Top of Data in this exercise
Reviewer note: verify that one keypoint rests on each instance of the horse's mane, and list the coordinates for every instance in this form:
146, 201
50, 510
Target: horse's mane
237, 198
Bottom of Data in this exercise
Now write the data shown above out again, word for word.

Reviewer note: verify that one keypoint rests on each instance of the horse's mane, and list the coordinates for every instance in this form:
146, 201
50, 510
Target: horse's mane
237, 198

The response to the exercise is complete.